AVAILABLE DATA Block Start

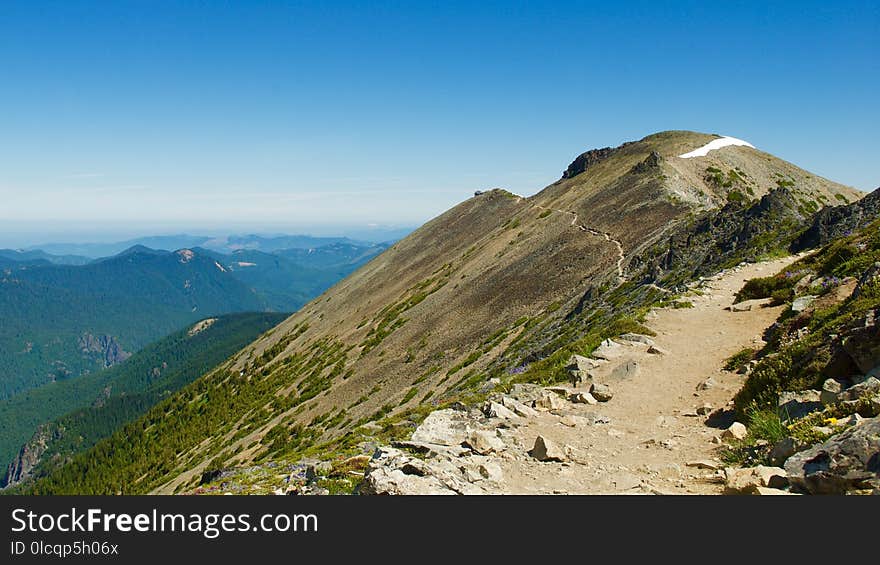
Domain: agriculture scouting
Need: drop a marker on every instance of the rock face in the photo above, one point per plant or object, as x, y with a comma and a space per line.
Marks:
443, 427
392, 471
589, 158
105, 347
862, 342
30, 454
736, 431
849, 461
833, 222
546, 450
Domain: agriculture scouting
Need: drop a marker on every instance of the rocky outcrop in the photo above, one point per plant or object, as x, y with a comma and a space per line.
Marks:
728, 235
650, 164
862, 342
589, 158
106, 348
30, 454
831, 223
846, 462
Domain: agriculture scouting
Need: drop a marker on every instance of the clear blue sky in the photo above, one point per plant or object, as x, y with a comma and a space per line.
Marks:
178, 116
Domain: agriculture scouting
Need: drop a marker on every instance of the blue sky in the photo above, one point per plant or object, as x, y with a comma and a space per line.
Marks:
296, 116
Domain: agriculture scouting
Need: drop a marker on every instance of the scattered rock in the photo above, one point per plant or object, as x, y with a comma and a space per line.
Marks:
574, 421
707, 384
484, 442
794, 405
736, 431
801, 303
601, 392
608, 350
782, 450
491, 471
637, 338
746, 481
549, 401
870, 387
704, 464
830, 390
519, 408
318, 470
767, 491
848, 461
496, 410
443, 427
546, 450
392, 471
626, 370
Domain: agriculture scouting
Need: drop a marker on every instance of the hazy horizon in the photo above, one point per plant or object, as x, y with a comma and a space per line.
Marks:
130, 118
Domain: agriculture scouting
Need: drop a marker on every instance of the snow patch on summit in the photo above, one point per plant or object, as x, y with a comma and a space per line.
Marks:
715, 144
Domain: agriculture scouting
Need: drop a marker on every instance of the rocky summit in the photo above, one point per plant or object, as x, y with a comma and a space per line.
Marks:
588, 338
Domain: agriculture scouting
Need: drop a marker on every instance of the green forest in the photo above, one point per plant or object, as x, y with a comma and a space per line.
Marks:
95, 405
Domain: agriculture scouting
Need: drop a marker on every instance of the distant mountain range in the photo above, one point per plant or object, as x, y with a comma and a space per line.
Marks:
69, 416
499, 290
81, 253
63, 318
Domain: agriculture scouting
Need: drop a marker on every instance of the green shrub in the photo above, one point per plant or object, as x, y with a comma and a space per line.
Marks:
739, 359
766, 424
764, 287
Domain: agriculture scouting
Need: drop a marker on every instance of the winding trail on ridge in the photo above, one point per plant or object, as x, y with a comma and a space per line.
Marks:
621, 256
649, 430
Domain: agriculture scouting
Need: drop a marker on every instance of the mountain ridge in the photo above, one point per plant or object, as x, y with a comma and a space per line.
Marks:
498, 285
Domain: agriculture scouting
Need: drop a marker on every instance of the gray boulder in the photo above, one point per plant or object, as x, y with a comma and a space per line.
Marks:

AVAILABLE DATA Block End
AVAILABLE DATA Block Start

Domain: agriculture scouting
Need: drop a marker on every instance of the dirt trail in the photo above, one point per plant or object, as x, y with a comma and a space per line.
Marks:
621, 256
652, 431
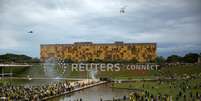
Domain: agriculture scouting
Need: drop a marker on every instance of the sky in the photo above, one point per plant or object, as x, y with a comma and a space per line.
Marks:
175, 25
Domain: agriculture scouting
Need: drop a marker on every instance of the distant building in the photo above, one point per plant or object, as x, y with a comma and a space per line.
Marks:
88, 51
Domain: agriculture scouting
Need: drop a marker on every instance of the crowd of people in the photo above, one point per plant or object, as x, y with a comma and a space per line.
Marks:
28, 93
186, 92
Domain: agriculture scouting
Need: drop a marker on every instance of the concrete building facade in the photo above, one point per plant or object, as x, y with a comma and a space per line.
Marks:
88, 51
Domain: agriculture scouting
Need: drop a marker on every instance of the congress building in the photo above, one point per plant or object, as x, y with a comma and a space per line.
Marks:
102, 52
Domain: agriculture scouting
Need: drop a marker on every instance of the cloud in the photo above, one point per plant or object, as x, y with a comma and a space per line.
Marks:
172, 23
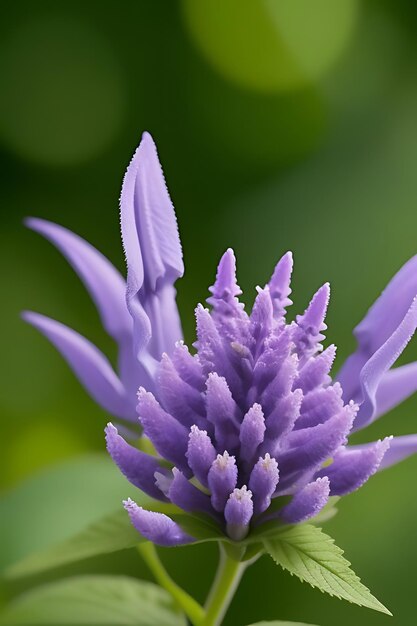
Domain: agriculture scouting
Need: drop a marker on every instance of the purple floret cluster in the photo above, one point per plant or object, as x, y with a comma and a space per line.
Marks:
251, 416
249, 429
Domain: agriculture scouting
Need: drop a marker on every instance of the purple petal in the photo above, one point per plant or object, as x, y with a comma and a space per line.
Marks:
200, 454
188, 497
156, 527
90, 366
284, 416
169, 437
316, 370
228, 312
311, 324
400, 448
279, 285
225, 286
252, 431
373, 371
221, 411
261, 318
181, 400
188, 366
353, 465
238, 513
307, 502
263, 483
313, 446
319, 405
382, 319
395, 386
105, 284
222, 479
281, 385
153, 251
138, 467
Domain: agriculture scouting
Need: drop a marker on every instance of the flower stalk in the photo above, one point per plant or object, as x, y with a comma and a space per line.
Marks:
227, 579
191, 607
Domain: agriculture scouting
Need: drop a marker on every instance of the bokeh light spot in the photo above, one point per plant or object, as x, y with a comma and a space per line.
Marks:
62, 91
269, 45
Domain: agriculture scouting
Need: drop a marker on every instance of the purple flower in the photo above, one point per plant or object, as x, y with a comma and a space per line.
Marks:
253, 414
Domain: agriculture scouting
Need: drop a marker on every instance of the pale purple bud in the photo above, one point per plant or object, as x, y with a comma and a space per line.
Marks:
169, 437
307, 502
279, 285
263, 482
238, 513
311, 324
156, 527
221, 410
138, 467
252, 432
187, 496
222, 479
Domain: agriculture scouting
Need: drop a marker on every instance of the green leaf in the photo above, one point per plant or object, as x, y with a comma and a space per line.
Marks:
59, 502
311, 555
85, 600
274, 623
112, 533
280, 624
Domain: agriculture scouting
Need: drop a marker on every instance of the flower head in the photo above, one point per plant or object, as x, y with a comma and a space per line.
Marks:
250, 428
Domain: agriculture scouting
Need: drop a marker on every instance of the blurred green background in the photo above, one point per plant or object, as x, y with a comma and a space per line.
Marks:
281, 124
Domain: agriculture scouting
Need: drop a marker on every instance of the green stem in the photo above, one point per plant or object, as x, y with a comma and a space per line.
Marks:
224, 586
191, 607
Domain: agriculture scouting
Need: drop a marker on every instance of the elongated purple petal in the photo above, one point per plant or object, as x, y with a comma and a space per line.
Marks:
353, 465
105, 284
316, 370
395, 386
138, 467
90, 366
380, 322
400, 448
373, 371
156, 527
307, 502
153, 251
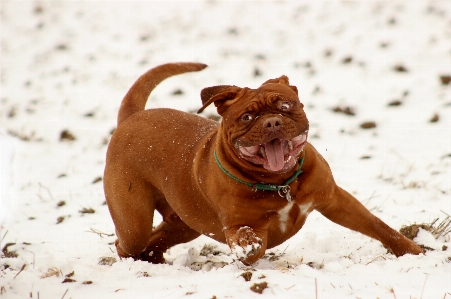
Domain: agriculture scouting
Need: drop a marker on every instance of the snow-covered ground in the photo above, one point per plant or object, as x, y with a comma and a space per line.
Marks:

AVAILABLE DATA Block End

▸ WHAT IS BEING ASKED: The lines above that hold the word "blue" should be found and copied out.

▸ EXERCISE ANSWER:
Need: drop a marker on every instance of the clear blue sky in the photo above, one point per plant or object, as x, y with a comma and a space per line.
Need: drop a marker on every instance of the blue sky in the photo above, one point per plant or object, as x, y with a comma and a space per line.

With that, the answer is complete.